[Sca-cooks] Lemons in Middle English

Phlip phlip at 99main.com
Mon Feb 7 14:11:07 PST 2005


Ene bichizh ogsen baina shuu...

> All right, I'm tired of this thread, but-
>
> This is NOT proof of the use of lemons (or indeed any citrus fruit) _IN
> CUISINE_ in England, but is of interest in a literary sense.
>
> The word 'citryn' appears in the Canterbury Tales, as the description of a
> yellow color.
>
> It is in the description of Arcite, in the Knight's Tale. Lines 2165-2167
say:
>
> "His crispe heer lyk ringes was yronne,
> And that was yelow, and glytered as the sonne.
> His nose was heigh, his eyen bright citryn,"
>
> All of my glosses have 'citryn' as 'lemon colored', but there is also the
> possibility that a green-yellow or yellow-green is indicated- after all-
> humans do not generally have yellow eyes, but some do have green eyes.

....................

[Task statement]
In the post on lemons in Middle English, which character in the Canterbury Tales is described with the word 'citryn'?

[Recorded information]
....................

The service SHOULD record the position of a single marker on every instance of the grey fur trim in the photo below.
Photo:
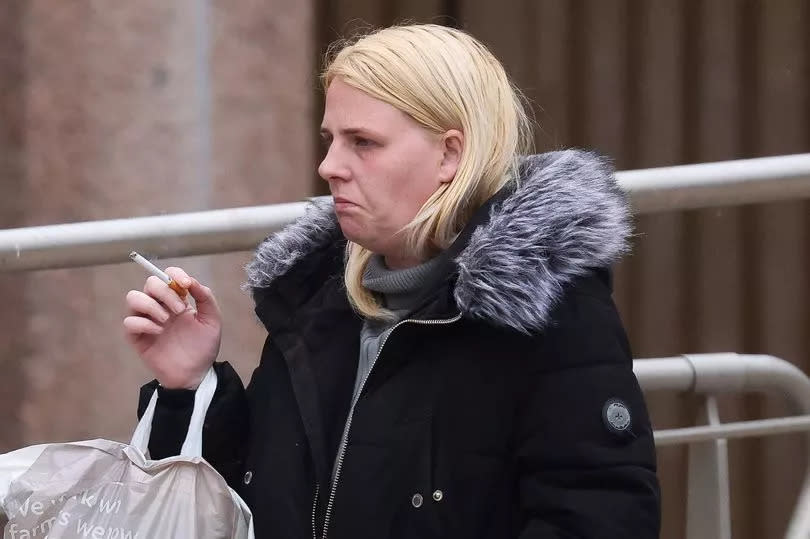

....................

[Solved exercise]
Arcite, in the Knight's Tale.